■ **AVAILABLE RECORDS**:
========================

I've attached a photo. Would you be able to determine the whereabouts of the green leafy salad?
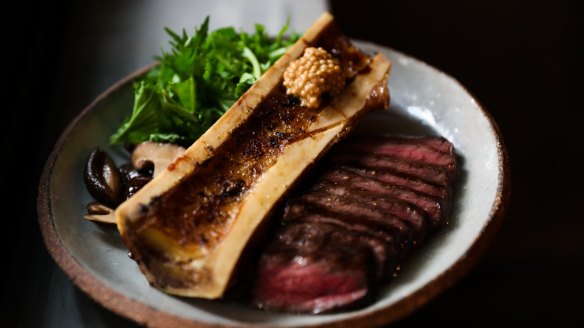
[110,17,299,146]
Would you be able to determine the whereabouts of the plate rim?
[37,44,511,328]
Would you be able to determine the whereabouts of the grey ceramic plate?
[38,42,509,327]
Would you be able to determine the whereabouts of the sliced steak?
[254,223,375,313]
[351,136,454,156]
[323,169,444,226]
[342,166,448,199]
[314,181,432,243]
[339,141,456,171]
[254,136,456,313]
[329,152,450,187]
[290,192,414,245]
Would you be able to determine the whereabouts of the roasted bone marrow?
[115,14,391,299]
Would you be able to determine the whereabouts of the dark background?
[0,0,584,327]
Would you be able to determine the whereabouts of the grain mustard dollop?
[284,47,345,108]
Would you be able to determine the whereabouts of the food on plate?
[253,136,457,313]
[115,14,391,298]
[110,17,298,146]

========================

■ **GIVEN EXERCISE**: Quote the entire listing above line for line, leaving out the picture.

■ **EXERCISE RESPONSE**:
I've attached a photo. Would you be able to determine the whereabouts of the green leafy salad?
[110,17,299,146]
Would you be able to determine the whereabouts of the plate rim?
[37,44,511,328]
Would you be able to determine the whereabouts of the grey ceramic plate?
[38,42,509,327]
Would you be able to determine the whereabouts of the sliced steak?
[254,223,375,313]
[351,136,454,156]
[323,169,444,226]
[342,166,448,199]
[314,181,432,243]
[339,141,456,171]
[254,136,456,313]
[329,152,450,187]
[290,192,414,245]
Would you be able to determine the whereabouts of the roasted bone marrow?
[115,14,391,299]
Would you be able to determine the whereabouts of the dark background?
[0,0,584,327]
Would you be able to determine the whereabouts of the grain mustard dollop?
[284,47,345,108]
Would you be able to determine the whereabouts of the food on plate?
[253,136,457,313]
[115,14,391,298]
[110,17,298,146]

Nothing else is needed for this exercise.